*** Opening of Records to process ***

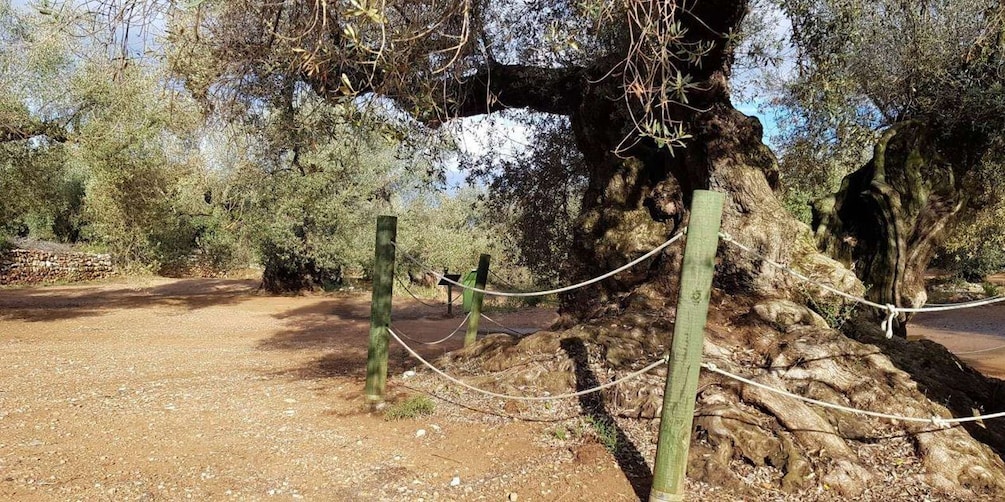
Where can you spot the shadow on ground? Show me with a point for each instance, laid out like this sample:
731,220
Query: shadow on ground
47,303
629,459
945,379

*** Close of Records to process ***

With the pictures left out, transcribe the material exactly.

Where can you spot the shadow on ground? Show me with a point for each instance, laid out like this sample:
731,220
Query: shadow on ground
47,303
629,459
945,379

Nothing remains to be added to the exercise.